## Stated task
The records that follow need to be output exactly as they are.

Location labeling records
^^^^

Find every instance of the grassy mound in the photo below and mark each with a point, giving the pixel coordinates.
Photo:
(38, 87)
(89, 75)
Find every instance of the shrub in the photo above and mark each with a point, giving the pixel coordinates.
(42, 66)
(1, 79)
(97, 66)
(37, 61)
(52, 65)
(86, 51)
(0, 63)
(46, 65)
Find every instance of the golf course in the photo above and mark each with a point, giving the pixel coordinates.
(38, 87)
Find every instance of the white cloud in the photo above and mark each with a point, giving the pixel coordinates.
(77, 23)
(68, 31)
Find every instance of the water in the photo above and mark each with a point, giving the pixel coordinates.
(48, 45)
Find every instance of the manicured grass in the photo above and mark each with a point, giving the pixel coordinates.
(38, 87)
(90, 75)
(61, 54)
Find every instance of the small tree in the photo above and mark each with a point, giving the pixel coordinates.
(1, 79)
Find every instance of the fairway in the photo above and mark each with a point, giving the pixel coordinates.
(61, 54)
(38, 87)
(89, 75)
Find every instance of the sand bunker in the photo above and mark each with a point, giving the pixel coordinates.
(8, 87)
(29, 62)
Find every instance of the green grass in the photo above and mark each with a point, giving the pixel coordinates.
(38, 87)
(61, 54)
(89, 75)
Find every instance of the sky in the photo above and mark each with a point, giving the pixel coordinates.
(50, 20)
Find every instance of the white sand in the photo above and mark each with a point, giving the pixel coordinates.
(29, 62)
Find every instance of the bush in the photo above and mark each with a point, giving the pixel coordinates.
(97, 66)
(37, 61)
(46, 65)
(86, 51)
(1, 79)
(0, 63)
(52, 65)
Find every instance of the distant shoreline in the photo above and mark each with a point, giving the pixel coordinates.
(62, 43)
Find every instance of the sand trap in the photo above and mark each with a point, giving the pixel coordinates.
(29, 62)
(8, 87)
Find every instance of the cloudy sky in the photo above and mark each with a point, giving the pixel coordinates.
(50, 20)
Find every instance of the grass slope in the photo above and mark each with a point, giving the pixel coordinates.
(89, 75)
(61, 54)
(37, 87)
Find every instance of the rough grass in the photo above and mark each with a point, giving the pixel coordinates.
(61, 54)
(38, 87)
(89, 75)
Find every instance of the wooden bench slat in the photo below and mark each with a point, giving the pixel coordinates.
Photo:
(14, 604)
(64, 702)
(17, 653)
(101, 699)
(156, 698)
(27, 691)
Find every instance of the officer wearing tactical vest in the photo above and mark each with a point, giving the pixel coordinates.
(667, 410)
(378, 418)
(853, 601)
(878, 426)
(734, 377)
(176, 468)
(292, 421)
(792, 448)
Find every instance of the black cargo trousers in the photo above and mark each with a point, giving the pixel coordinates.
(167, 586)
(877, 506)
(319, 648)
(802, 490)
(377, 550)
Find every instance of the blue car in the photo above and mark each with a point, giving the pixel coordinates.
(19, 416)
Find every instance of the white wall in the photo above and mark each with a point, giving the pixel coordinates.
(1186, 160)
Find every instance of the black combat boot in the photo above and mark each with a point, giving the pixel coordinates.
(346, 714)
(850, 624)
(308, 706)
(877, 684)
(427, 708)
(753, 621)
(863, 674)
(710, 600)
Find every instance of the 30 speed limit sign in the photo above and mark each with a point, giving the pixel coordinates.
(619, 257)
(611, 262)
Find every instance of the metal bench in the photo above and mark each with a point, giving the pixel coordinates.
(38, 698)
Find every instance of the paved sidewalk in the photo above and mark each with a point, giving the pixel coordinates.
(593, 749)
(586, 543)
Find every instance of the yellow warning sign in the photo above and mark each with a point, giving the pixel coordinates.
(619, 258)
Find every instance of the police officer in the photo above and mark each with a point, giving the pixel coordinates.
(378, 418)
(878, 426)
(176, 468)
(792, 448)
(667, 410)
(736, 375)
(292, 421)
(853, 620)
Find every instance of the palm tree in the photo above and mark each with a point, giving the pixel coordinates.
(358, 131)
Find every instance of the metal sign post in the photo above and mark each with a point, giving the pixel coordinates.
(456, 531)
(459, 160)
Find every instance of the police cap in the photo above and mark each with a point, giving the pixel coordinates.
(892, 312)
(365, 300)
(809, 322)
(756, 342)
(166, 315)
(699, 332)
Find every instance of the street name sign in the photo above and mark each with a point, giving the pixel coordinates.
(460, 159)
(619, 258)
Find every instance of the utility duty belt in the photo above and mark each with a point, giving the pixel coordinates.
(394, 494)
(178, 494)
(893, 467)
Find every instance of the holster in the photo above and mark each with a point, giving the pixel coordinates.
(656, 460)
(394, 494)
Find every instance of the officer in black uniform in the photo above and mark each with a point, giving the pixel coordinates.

^^^^

## Exercise response
Find every instance of the grassy mound in the photo below and mark each with a point, giving the pixel coordinates.
Photo:
(38, 87)
(89, 75)
Find every instance of the shrub in the photo above and mark each with a point, giving the pixel coordinates.
(42, 66)
(1, 79)
(97, 66)
(37, 61)
(52, 65)
(86, 51)
(0, 63)
(46, 65)
Find every instance of the golf course in the photo above and mark each with a point, giving the pixel coordinates.
(38, 87)
Find every instance of the white cloud in the photo above and mark each with a point, giving the pixel coordinates.
(77, 23)
(68, 31)
Find every instance of the water in the photo above and mark each with a point, giving the pixel coordinates.
(48, 45)
Find every instance of the manicured grass in the photo above and mark each with a point, giving the pixel coordinates.
(38, 87)
(90, 75)
(61, 54)
Find every instance of the small tree in the photo above and mark each with a point, giving the pixel coordinates.
(1, 79)
Find every instance of the fairway in the photo above and mark each with a point, giving the pixel coordinates.
(61, 54)
(38, 87)
(89, 75)
Find every instance of the sand bunker in the photo above and mark each with a point, giving the pixel coordinates.
(8, 87)
(29, 62)
Find every instance of the green grass in the photo above and mark each with a point, giving the pixel coordinates.
(38, 87)
(61, 54)
(89, 75)
Find every instance of the sky in the photo above and mark each with a point, giving the pixel coordinates.
(50, 20)
Find every instance of the white sand in the photo above and mark each with a point, giving the pixel coordinates.
(29, 62)
Find every instance of the bush in the photo above and mark each with a point, giving the pixel coordinates.
(97, 66)
(37, 61)
(46, 65)
(86, 51)
(1, 79)
(0, 63)
(52, 65)
Find every instance of the distant shoreline in the photo above and mark each with a point, giving the pixel coordinates.
(62, 43)
Find every instance of the sand trap in the photo above and mark each with a point, giving the pixel coordinates.
(29, 62)
(8, 87)
Find every instance of the cloudy sky in the photo above and mark each with a point, giving the pixel coordinates.
(50, 20)
Find every instance of the grass slope in the photo above and mark each with a point, giving the pixel coordinates.
(89, 75)
(61, 54)
(37, 87)
Find every instance of the rough grass in the photo above and mark each with a point, giving the pixel coordinates.
(61, 54)
(38, 87)
(89, 75)
Find every instance of the wooden bench slat in the photo below and mark each with a point, giving the pixel coordinates.
Photo:
(14, 604)
(64, 702)
(17, 653)
(101, 699)
(156, 698)
(27, 691)
Find every instance of the officer wearing tactical vest in the photo above and mark each with a point, giving the pixel coordinates.
(667, 410)
(378, 418)
(853, 601)
(878, 426)
(734, 377)
(176, 468)
(292, 421)
(792, 448)
Find every instance of the black cargo trousers in the photo above and mark each with a point, giving the pixel coordinates.
(167, 586)
(877, 506)
(319, 648)
(802, 490)
(377, 550)
Find every instance of the blue car in the photo above and mark each with a point, giving the pixel coordinates.
(19, 416)
Find every instance of the white wall in the photo above and mark each with a point, giving the pixel coordinates.
(1186, 160)
Find every instance of the black combat boot in the photo above and mark each with a point, giving the pixel coordinates.
(346, 714)
(850, 624)
(308, 706)
(877, 684)
(427, 708)
(753, 621)
(863, 674)
(710, 600)
Find every instance of the 30 speed limit sign in the photo above and mark each with a point, giving the pixel coordinates.
(619, 257)
(611, 262)
Find every instance of the metal bench in the photo above and mark each with a point, giving the pixel coordinates.
(38, 698)
Find every instance of the paved sidewalk in the photo above and mark each with a point, giving the pixel coordinates.
(593, 749)
(586, 543)
Find every instance of the yellow warning sign in the photo above and mark each with a point, giving the pixel coordinates.
(619, 258)
Find every instance of the police officer in the photo above and mark each with a point, giving the pixel coordinates.
(378, 418)
(878, 426)
(176, 468)
(792, 448)
(667, 410)
(736, 375)
(292, 421)
(853, 620)
Find every instance of the palm tree in the photo above and mark each with a point, giving the pixel coordinates.
(358, 131)
Find every instance of the metal sign post in the photo above and mark each with a point, giving the pixel coordinates.
(456, 531)
(459, 160)
Find every instance of the police cap in the photo above and mark each with a point, giving the pixel coordinates.
(892, 312)
(365, 300)
(809, 322)
(756, 342)
(166, 315)
(699, 332)
Find every instance of the street name sign in the photo above and mark each with a point, giving the pixel coordinates.
(460, 159)
(619, 258)
Find every instance of the utility duty belt in the photo above and mark each with a point, giving the pixel coordinates.
(394, 494)
(178, 494)
(893, 467)
Find every instance of the holster in the photo above and mark each with a point, giving the pixel coordinates.
(656, 460)
(394, 494)
Find every instance of the officer in black uniform in the photo above and mark each with a point, giving the pixel coordinates.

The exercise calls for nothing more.